Instructions for the task: Write out all of the entries below word for word.

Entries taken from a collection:

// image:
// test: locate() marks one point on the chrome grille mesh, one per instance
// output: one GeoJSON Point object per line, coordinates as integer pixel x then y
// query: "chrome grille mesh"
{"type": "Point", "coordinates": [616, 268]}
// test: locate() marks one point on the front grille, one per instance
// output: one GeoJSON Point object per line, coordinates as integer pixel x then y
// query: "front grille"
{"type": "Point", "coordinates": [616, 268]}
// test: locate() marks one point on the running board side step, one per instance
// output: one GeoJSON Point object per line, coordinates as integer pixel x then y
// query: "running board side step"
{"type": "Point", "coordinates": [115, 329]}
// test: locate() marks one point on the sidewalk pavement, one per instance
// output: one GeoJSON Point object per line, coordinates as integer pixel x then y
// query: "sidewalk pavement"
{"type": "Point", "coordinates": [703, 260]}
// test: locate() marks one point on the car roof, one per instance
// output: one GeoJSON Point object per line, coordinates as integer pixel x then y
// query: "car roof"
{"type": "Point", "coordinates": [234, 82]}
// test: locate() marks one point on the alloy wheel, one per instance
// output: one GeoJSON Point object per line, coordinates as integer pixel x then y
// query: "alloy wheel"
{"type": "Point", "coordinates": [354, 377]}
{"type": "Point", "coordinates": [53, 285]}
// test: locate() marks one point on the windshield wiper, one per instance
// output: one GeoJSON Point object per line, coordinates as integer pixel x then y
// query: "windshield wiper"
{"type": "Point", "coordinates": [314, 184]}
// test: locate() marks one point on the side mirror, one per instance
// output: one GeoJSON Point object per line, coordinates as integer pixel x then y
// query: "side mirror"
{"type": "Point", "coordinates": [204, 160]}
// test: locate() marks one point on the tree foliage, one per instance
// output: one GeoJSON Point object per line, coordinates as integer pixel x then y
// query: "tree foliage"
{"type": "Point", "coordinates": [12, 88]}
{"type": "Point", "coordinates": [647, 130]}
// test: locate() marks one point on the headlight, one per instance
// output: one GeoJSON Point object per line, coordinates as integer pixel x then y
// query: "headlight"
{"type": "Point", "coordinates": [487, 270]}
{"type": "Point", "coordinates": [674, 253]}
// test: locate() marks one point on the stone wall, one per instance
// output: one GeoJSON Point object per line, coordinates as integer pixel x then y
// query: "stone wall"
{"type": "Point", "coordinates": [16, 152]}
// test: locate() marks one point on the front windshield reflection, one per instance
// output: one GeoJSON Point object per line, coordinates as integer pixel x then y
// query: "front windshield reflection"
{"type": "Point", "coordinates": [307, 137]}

Task result:
// image:
// test: locate() marks one point on the chrome grille mesh, one per instance
// output: one GeoJSON Point object per line, coordinates as integer pixel x then y
// query: "chrome grille mesh"
{"type": "Point", "coordinates": [616, 268]}
// test: locate() marks one point on the front grille, one per instance
// output: one GeoJSON Point object per line, coordinates as integer pixel x then y
// query: "front grille"
{"type": "Point", "coordinates": [616, 268]}
// test: locate() marks one point on the running board side step, one per instance
// output: one GeoJSON Point object per line, coordinates as integer pixel x then y
// query: "running board side step"
{"type": "Point", "coordinates": [115, 329]}
// test: locate() marks one point on the sidewalk pavement, one per instance
// output: one GeoJSON Point object per line, coordinates as integer pixel x then y
// query: "sidewalk pavement"
{"type": "Point", "coordinates": [703, 260]}
// test: locate() marks one point on the car roof, one per instance
// output: one GeoJSON Point object per line, coordinates as integer pixel x then y
// query: "car roof"
{"type": "Point", "coordinates": [234, 82]}
// test: locate() marks one point on the alloy wheel, one per instance
// output: one GeoJSON Point object per line, coordinates as integer pixel x then y
// query: "alloy wheel"
{"type": "Point", "coordinates": [354, 377]}
{"type": "Point", "coordinates": [53, 285]}
// test: locate() marks one point on the windshield wiper, one per instance
// output: one GeoJSON Point object per line, coordinates as integer pixel x then y
// query: "windshield wiper"
{"type": "Point", "coordinates": [314, 184]}
// test: locate() marks one point on the side mirror, one per instance
// output: one GeoJSON Point object per line, coordinates as integer pixel x then y
// query: "side mirror"
{"type": "Point", "coordinates": [204, 160]}
// test: locate() marks one point on the tree foliage, one per instance
// output: one GeoJSON Point object per line, coordinates as integer pixel x then y
// query: "tree foliage"
{"type": "Point", "coordinates": [12, 88]}
{"type": "Point", "coordinates": [647, 130]}
// test: locate() marks one point on the headlight, one per instance
// output: one GeoJSON Point object per line, coordinates as integer pixel x then y
// query: "headlight"
{"type": "Point", "coordinates": [487, 270]}
{"type": "Point", "coordinates": [674, 253]}
// test: locate() marks one point on the stone wall, one per instance
// output: one GeoJSON Point object per line, coordinates as integer pixel x then y
// query: "stone wall"
{"type": "Point", "coordinates": [16, 152]}
// test: locate() marks one point on the front windshield reflection, one per instance
// output: one GeoJSON Point object per line, coordinates as integer pixel x then y
// query: "front windshield reflection"
{"type": "Point", "coordinates": [307, 137]}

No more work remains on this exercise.